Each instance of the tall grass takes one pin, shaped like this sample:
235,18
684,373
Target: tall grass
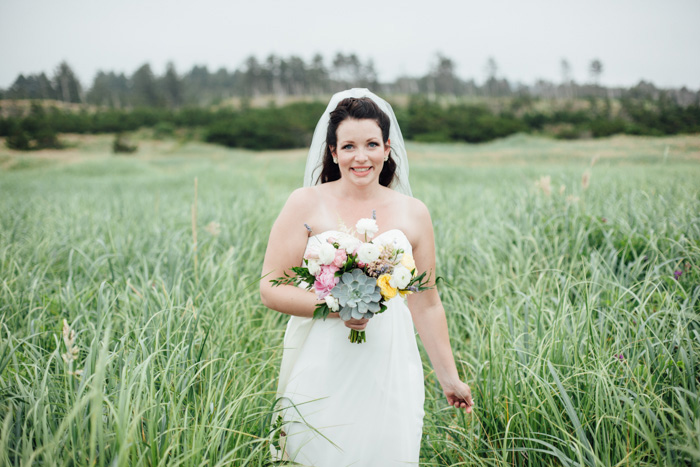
580,343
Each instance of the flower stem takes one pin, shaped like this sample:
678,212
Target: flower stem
357,337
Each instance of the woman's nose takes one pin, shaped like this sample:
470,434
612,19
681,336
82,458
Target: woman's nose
361,154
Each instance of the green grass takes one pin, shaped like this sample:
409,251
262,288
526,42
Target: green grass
565,317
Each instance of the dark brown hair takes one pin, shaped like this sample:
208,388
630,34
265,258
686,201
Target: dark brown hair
357,108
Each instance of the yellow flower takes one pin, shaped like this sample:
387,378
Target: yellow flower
387,290
408,262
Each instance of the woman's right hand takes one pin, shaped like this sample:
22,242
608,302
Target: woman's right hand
357,324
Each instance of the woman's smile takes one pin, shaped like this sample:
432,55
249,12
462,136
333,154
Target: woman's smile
361,151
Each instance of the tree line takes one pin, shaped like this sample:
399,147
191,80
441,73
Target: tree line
422,119
292,76
441,106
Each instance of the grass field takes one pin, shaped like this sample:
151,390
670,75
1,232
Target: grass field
573,315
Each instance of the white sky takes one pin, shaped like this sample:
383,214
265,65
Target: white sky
635,39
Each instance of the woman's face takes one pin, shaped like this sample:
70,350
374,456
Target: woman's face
360,151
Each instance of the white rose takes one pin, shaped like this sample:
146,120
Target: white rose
367,227
348,243
326,254
400,277
368,252
332,303
313,266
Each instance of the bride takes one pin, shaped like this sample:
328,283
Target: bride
343,403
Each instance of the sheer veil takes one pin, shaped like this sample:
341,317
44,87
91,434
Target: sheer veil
314,162
298,327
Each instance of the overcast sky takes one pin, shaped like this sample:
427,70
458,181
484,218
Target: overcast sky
635,39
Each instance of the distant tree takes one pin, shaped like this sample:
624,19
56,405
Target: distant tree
100,93
596,70
565,71
252,77
197,86
68,88
171,86
566,80
144,89
491,69
443,78
317,80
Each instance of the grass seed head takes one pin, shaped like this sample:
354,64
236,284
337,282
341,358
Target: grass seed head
545,184
586,179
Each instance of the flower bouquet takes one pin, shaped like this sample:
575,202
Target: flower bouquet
355,277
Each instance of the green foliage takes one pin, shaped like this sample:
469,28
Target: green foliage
271,128
122,146
575,321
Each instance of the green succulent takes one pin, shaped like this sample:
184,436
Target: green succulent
358,295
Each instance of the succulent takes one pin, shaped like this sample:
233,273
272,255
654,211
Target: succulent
358,295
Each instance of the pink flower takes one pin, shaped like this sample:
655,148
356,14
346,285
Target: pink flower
326,280
340,257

________________________

* **WHAT TO DO**:
What you return must match the records above exactly, minus any images.

* **TASK SOLUTION**:
Each instance of the tall grass takes one pin, shaped like this sample:
235,18
684,373
Target: tall grass
580,343
Each instance of the flower stem takes one pin, shaped like this sample:
678,212
Target: flower stem
357,337
Each instance of the woman's nose takes one pin, shaped like this sample:
470,434
612,19
681,336
82,458
Target: woman's nose
361,154
Each instance of the green grass takes one pin, shaped like this sample:
409,251
262,288
526,42
Target: green grass
565,317
Each instance of the dark brown hair takes one pin, shaped like this sample:
208,388
630,34
265,258
686,201
Target: dark brown hair
357,108
Each instance of the yellow flower takes one pin, shaped like this sample:
387,378
Target: yellow flower
387,290
408,262
Each instance of the woman's right hand takes one pin, shaped like this sample:
22,242
608,302
Target: woman's right hand
357,324
Each instance of the woman's smile takes one pin, shaped like this sample:
432,55
249,12
462,136
333,154
Target: woman's smile
361,151
Each instance of the tree line takes one pin, shaped like this sample:
399,147
191,80
441,73
Target: tree line
422,119
292,76
441,106
Each instance of the grass field takes one pin, shaped like this sample:
151,390
670,75
1,232
Target: grass field
573,315
Each instance of the white sky takes one pin, shaped like this sample:
383,214
265,65
Target: white sky
635,39
Each instance of the woman's face takes one pin, shaped like this sample:
70,350
374,456
Target: woman's face
360,151
Each instance of the white rose takes one pin, shaped like this sample:
146,120
Target: white rose
367,227
348,243
326,254
400,277
368,252
332,303
313,266
Each instance of the bride takes one pin, shaped like this sample:
328,283
Target: bride
343,403
Each instance of the sheer veil takes one pin, shaped like this sample:
341,317
44,87
91,434
Target: sheer veil
314,162
298,327
Each instance of the overcast sky takes one pin, shaped like this sample:
427,70
458,181
484,218
Target: overcast sky
635,39
Each instance of the distant tree takes one pin, shaped like this sample:
624,19
56,405
Target: distant tree
100,93
596,70
565,71
252,77
197,86
68,88
171,86
566,80
144,89
491,69
443,78
317,80
Each instance of the grass seed head takes one pin, shaped like this sample:
354,64
236,284
337,282
341,358
Target: grass seed head
545,184
586,179
Each instance of the flower bouquet takes one pin, shaped like this sample:
575,202
Target: flower bouquet
355,277
Each instance of the green foliage takes one pin, shaped like this sample:
469,28
Target: green foliage
271,128
122,146
575,321
Each instance of the green succulent takes one pin, shaped like this sample:
184,436
Target: green succulent
358,295
Each instance of the succulent takes one pin, shaped like this sample:
233,273
272,255
654,211
Target: succulent
358,295
Each instance of the pink flower takes one pin, shaped like this sample:
655,148
356,14
346,285
Target: pink flower
326,280
340,257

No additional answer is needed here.